**What is required:** Starting with the line that contains "[point] dark window", set down each line through the end of the entries below, exactly and with nothing added.

-- Begin Material for this exercise --

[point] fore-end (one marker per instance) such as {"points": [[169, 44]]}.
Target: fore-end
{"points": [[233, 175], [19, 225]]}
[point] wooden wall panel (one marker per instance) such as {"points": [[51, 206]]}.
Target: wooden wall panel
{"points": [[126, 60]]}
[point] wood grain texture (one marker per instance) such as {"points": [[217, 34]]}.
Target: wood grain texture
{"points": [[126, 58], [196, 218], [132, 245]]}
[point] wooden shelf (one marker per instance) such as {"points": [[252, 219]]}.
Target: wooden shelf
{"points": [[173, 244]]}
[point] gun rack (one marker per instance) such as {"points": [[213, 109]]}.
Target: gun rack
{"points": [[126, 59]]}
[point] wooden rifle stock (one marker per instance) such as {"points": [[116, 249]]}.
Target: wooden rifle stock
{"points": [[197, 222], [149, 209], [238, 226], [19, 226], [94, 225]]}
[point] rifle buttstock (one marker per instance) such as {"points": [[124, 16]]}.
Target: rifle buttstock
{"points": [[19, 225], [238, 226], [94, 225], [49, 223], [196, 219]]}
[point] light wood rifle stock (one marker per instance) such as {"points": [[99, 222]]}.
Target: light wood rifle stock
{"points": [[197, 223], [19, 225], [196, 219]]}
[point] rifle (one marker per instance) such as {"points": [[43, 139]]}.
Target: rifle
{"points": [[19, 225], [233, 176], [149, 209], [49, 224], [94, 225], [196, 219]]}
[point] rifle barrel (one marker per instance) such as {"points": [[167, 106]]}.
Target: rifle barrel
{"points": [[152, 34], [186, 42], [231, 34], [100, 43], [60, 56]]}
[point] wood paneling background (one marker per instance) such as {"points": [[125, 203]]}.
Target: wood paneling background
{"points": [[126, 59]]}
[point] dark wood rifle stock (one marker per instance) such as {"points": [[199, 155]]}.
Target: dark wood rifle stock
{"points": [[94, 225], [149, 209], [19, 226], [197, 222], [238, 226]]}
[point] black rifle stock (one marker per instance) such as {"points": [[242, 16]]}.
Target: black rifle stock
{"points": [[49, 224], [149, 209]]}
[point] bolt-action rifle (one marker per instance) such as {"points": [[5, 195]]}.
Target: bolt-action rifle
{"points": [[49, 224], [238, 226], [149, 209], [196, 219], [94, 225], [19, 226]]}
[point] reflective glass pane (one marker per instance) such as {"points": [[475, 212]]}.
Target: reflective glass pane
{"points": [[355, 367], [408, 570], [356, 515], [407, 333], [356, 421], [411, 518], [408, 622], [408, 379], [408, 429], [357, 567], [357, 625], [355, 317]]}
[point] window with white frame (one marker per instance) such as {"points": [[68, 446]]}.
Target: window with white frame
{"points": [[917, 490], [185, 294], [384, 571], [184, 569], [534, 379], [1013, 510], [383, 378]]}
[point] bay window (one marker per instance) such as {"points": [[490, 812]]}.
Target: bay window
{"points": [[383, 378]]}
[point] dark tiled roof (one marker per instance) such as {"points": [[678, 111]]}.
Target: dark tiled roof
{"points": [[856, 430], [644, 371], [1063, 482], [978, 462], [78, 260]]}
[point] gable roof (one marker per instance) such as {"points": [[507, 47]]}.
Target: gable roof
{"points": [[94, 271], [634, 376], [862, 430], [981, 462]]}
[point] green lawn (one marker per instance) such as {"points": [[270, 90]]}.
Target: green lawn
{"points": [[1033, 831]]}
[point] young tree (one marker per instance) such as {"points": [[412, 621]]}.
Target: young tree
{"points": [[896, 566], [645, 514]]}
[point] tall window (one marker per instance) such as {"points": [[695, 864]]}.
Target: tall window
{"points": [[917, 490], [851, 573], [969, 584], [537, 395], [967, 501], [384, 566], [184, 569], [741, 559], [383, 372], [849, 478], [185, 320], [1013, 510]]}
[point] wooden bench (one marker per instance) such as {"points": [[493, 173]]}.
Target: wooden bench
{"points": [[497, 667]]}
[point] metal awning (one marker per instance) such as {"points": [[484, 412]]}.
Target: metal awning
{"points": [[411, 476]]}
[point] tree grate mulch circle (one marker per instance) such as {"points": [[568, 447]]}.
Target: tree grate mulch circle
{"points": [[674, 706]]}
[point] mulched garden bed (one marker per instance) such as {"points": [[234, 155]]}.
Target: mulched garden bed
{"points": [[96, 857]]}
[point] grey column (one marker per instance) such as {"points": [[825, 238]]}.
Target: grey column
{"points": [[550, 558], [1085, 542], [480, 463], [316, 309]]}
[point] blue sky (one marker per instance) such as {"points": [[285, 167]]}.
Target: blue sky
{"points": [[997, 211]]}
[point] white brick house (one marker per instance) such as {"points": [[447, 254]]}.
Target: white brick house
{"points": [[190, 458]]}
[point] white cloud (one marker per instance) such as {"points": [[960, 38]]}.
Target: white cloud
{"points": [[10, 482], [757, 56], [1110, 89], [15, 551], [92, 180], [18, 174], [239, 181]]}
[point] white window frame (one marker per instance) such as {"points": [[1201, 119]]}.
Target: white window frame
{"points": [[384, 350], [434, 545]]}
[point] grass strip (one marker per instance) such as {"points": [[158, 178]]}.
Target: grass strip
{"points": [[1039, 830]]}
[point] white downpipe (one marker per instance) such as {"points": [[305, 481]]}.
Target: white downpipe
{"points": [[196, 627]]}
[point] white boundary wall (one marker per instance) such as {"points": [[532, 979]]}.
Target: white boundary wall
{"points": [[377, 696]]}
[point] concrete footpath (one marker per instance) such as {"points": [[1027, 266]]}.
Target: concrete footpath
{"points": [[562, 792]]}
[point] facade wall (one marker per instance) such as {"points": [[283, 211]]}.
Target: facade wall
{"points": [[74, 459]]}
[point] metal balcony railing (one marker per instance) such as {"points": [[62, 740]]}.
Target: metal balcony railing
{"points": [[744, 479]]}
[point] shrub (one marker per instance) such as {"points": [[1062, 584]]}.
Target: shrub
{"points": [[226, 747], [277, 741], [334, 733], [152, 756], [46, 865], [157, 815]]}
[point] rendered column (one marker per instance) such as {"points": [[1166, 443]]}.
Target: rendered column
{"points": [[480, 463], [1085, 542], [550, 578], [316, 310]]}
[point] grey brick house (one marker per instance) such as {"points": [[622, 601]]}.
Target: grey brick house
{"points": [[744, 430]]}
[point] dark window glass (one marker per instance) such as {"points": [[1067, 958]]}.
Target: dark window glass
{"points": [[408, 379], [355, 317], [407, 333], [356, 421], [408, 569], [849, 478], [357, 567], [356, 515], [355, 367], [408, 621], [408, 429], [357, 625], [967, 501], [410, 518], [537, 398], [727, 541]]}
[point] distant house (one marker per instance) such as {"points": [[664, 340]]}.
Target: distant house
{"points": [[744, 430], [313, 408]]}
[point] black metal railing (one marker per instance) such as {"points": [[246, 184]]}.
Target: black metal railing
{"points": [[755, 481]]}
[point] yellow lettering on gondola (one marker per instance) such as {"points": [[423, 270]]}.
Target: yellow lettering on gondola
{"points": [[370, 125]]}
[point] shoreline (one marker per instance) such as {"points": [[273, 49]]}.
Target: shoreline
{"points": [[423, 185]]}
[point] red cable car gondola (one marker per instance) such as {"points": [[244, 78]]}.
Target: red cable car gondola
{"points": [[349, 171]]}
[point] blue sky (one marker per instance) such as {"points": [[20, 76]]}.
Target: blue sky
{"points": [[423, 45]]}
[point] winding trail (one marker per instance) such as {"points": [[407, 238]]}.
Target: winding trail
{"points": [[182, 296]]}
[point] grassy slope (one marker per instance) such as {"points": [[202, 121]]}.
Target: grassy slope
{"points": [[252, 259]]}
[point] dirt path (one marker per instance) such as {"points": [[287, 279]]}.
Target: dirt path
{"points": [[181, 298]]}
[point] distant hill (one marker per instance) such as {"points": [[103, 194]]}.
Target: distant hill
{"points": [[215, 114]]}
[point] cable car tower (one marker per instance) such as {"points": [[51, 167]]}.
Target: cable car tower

-- End Material for this exercise --

**Result of this exercise:**
[point] dark window glass (one marker per instance) such as {"points": [[1067, 958]]}.
Target: dark window glass
{"points": [[408, 379], [355, 317], [407, 333], [356, 421], [408, 569], [849, 478], [357, 567], [356, 515], [355, 367], [408, 621], [408, 429], [357, 625], [967, 501], [410, 518], [537, 398], [727, 541]]}
[point] distant house (one marker per instance) such as {"points": [[664, 340]]}.
Target: distant house
{"points": [[744, 430], [313, 408]]}
[point] black metal railing (one marker per instance) such as {"points": [[246, 184]]}.
Target: black metal railing
{"points": [[755, 481]]}
[point] yellow lettering on gondola (one marker per instance) such as {"points": [[423, 270]]}.
Target: yellow lettering on gondola
{"points": [[370, 125]]}
[point] shoreline (one marker per instance) such as {"points": [[273, 49]]}.
Target: shoreline
{"points": [[423, 185]]}
[point] red cable car gondola (one marker per instance) such as {"points": [[244, 78]]}.
Target: red cable car gondola
{"points": [[349, 171]]}
[point] blue sky (one marker per instance) such as {"points": [[20, 76]]}.
Target: blue sky
{"points": [[423, 45]]}
[point] winding trail (one marker per instance) such as {"points": [[407, 238]]}.
Target: winding trail
{"points": [[182, 296]]}
[point] grassy slope (one marker per instance) such as {"points": [[202, 121]]}.
Target: grassy slope
{"points": [[252, 259]]}
[point] dirt path (one marker per instance) such as {"points": [[287, 279]]}.
Target: dirt path
{"points": [[181, 298]]}
[point] distant hill (one marker per instance) such as {"points": [[103, 194]]}.
Target: distant hill
{"points": [[215, 114]]}
[point] cable car tower (one marker per instance) such as {"points": [[51, 167]]}.
Target: cable car tower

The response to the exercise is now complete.